(Requirement) Pick up the commentary on deflating real estate, credit and precious-metals markets after its last sentence and extend it in the same voice.

[[ Document segment, beginning ]]

Investors ignore those pesky red spots, hoping they will go away on their own
despite the fact there is no known cure. Meanwhile, growing legions of Americans
are coming to their senses; they're figuring out that the massive and unwieldy
real estate and credit bubbles are unwinding/contracting and they're losing
their appetite to borrow, buy and risk. Those pinning their investment hopes
on inflation and "The Fed!" are at the mercy of the New Silent Majority --
those concerned consumers, investors and borrowers (and even lenders) who are
in ever-greater numbers saying, "No more!"
While setting their money aside.
I feel for real estate owners and those wacky, ever-passionate metals bugs,
who desperately hold onto the notion that the Fed is firmly in control of their
investments and/or that hyperinflation is the only indicated outcome. They
ignore the fact that the Emperor Has No Clothes -- that the homebuilder's index
has fallen like a skydiver without a parachute, that interest rates are showing
no such trend, that the subprime mess is dangerously infecting mortgage securities
markets and hedge funds, that consumer spending is waning and that commodities
markets are exhibiting ever-greater signs of weakness. Denial is not just a
river in Egypt, as the old saying goes.
The gold and silver cheerleaders are out in full force, beating you about
the head and upper torso with their pom-poms and graphs, begging you to stay
the course as overwhelming asset deflationary forces hold ever-greater sway. "Bargain" gold
and silver is there to be had, we're told, but for some reason investors are
passing on this "obvious and remarkable opportunity!" Exactly how low must
these commodities go before folks begin to figure out they're throwing good
money after bad? Something tells me that we'll soon be finding out.

[[ Document segment, end ]]
[[ Extracted data, beginning ]]

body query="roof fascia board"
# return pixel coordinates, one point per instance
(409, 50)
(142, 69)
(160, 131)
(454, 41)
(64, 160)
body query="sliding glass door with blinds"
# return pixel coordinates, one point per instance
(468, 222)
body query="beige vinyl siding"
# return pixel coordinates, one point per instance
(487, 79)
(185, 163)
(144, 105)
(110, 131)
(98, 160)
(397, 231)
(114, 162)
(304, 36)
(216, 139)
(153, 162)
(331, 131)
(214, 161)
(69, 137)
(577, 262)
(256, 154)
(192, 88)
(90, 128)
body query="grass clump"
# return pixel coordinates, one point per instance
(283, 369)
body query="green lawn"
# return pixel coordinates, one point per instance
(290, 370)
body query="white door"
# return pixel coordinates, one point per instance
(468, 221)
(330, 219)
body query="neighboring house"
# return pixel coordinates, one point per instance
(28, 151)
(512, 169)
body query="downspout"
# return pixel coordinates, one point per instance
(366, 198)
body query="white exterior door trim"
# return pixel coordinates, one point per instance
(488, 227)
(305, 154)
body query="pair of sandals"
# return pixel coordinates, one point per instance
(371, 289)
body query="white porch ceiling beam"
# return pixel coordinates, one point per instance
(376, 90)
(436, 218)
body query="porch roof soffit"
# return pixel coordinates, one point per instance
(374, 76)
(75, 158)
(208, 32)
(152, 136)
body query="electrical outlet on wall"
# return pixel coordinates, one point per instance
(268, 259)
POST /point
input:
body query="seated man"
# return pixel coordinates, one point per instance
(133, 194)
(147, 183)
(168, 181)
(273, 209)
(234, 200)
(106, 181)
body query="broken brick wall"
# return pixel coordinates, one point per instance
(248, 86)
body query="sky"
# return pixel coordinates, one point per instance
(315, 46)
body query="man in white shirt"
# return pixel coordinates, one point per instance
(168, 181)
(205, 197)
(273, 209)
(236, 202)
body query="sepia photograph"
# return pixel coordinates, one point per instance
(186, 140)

[[ Extracted data, end ]]

(Task output)
More importantly, homebuilders continue to get killed in markets all across
America, lenders continue to go out of business, the secondary market for goofball
loans has quickly gone dry and wacky loans are going the way of leisure suits.
Real estate buyers are figuring out that that jig is up, too. The remaining
few, pathetic, zero-savings dunderheads buying real estate based on "builder
incentives" like kitchen cabinet upgrades, free swimming pools and "six months,
no payments!" promotions operate under the assumption that the disease is all
just a temporary affliction. The swimming pool incentive is a particularly
cruel market irony, for those buyers will surely find themselves underwater
in more ways than one by Christmas.
"Buy low, sell high," the great investors will tell you. As asset deflation
becomes the dominant investment story for the next several years, those who
sell now (at slightly affected levels) will find buying opportunities galore
later on. Why lose more in the meantime?